══ READING TEXT
Though Curtin said she would prefer to see a system similar to what Gillibrand proposed for the U.S. military, which would have operated outside of the traditional chain of command, put in place to investigate and enforce laws against sexual assault on college campuses, she said she would like to see Gillibrand’s new proposal help provide more sexual assault education on college campuses.
“One step toward a radical change would be to require that students complete coursework that contests fundamental sexual bias,” Curtin said.
One resource for education about sexual assault already operating on Oswego State’s campus is the Women’s Center. Kendi Kajogo, a junior studio art major and member of the Women’s Center, said that she hopes Gillibrand’s proposal will pass and lead to not only increased education for the entire campus, but also more protection for the students on campus. She said that forms of protection that already exist on campus, like the Bluelights, aren’t easily accessible.
“I don’t know where they are, I don’t know if anyone can tell you where they are. They’re not easily identifiable,” Kajogo said. “I feel like, even though there’s UP, I don’t necessarily feel protected on campus, even with all these things they offer us.”
Kajogo also said that aside from more education about sexual assault being provided on campus, the mechanisms for reporting sexual assault need to be improved as well so more students are encouraged to report. Kajogo expressed similar concerns to Curtin’s about the issues of underreporting, or ignored reporting, of cases of sexual assault on Oswego State’s campus.
“I know there was someone who was on the Women’s Center e-board who experienced something like this,” Kajogo said. “She was assaulted, on campus, she did everything right—like she immediately went to the police, she took pictures, she was like, ‘I wanna press charges, I know who did it,’ and she followed up with it, and the police were like, ‘we don’t have time for this, we don’t care, you’re bothering us,’ basically, and she never got to press charges and nothing ever came of it, even though she tried very diligently to see this whole process through.”
The specific nature of the increased education Kajogo would like to see spawn from the bill included a better review of the resources available to those who are sexually assaulted on campus so they can be helped. Kajogo said that while the Women’s Center does aim to raise awareness about sexual assault and how to respond to it, she would like to see it be required education for everyone on campus.
“The Women’s Center in particular hosts two events,” Kajogo said. “‘Take Back the Night’ and ‘Slut Walk,’ both that are aimed at raising awareness for sexual assault causes and making it be known that it should be okay for a woman to walk out at night wearing whatever she wants and to feel safe.”
Kajogo also said the Women’s Center offers counseling sessions and referrals to clinics like Services to Aid Families.
“We’re just meant to be a resource for the community at large,” Kajogo said.
Whether Gillibrand’s bill will pass is up in the air. Last month she proposed a similar bill to fight sexual assault in the military that had nearly full backing, with 55 senators, including 11 Republicans, supporting it, but it still fell five votes short of what was needed to make it through the Senate. If Gillibrand’s bill does pass, advocates against sexual assault at Oswego State will be waiting to see what effects, positive or negative, it will have on the campus.
“It shouldn’t have to get to that point where young girls have to fight so hard to get themselves to be heard,” Kajogo said. “It should just come naturally, like, ‘I’ve been abused, I’ve been assaulted, help me.’ It really should be that simple. So, hopefully if Senator Gillibrand’s legislation passes we can make it that simple.”
════
WORK TASK:
Reproduce the stretch of the campus sexual assault article from "One resource for" through "aren’t easily accessible.", keeping its wording intact.
══ DATA EXTRACT
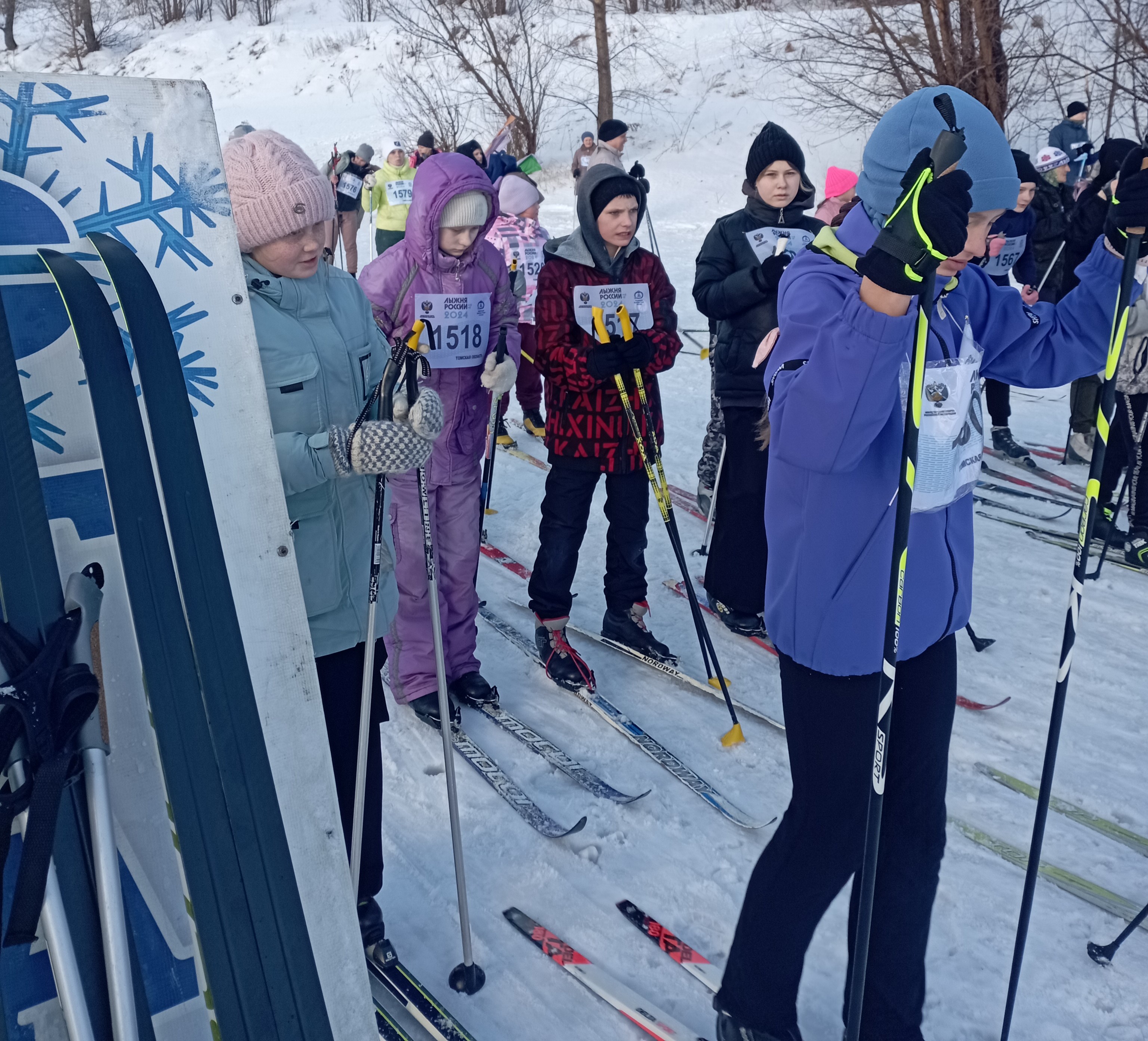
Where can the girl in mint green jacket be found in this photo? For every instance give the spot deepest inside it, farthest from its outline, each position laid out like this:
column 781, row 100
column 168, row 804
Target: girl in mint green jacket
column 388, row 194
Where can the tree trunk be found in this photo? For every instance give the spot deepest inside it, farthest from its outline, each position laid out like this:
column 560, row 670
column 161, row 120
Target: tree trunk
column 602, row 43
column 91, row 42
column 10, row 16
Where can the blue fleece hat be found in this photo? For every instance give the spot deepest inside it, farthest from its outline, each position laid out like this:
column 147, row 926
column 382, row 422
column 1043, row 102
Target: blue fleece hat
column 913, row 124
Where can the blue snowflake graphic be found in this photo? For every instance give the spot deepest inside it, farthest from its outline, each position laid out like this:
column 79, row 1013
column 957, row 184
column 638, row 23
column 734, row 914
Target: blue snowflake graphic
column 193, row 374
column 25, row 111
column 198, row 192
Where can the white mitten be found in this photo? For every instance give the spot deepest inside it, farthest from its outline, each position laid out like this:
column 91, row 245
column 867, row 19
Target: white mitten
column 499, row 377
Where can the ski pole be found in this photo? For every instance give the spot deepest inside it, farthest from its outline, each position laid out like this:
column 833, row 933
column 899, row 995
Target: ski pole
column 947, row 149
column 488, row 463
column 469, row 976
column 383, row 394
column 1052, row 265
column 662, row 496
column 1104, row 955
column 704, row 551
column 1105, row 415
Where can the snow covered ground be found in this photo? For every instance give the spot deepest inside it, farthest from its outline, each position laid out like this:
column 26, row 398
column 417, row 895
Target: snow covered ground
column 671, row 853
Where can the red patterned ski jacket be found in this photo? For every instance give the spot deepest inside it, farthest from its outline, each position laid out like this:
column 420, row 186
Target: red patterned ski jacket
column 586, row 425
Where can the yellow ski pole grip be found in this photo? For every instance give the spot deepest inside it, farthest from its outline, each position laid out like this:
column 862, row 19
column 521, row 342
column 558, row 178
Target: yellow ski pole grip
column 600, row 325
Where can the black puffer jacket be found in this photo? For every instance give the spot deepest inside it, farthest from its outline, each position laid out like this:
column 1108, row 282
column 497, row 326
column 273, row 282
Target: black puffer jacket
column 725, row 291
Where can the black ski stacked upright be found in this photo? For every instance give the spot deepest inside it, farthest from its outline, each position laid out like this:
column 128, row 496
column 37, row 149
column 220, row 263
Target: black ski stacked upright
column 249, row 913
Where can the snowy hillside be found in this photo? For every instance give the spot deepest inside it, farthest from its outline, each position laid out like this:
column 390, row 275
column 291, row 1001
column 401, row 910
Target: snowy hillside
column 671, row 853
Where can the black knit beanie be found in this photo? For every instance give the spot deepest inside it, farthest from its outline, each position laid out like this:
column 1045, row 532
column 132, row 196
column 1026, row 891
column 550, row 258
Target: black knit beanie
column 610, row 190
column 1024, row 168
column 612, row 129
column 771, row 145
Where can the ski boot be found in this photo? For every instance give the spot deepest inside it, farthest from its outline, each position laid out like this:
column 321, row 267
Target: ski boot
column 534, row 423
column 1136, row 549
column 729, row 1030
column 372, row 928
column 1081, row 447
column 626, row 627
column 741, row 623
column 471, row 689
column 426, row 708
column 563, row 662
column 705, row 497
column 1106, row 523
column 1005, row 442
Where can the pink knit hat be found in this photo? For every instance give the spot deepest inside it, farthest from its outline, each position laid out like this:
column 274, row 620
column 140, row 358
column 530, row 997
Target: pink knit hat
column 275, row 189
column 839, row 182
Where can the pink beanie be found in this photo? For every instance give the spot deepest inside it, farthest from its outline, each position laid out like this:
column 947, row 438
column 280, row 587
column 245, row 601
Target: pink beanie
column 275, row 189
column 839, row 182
════
ANSWER TO THIS EXERCISE:
One resource for education about sexual assault already operating on Oswego State’s campus is the Women’s Center. Kendi Kajogo, a junior studio art major and member of the Women’s Center, said that she hopes Gillibrand’s proposal will pass and lead to not only increased education for the entire campus, but also more protection for the students on campus. She said that forms of protection that already exist on campus, like the Bluelights, aren’t easily accessible.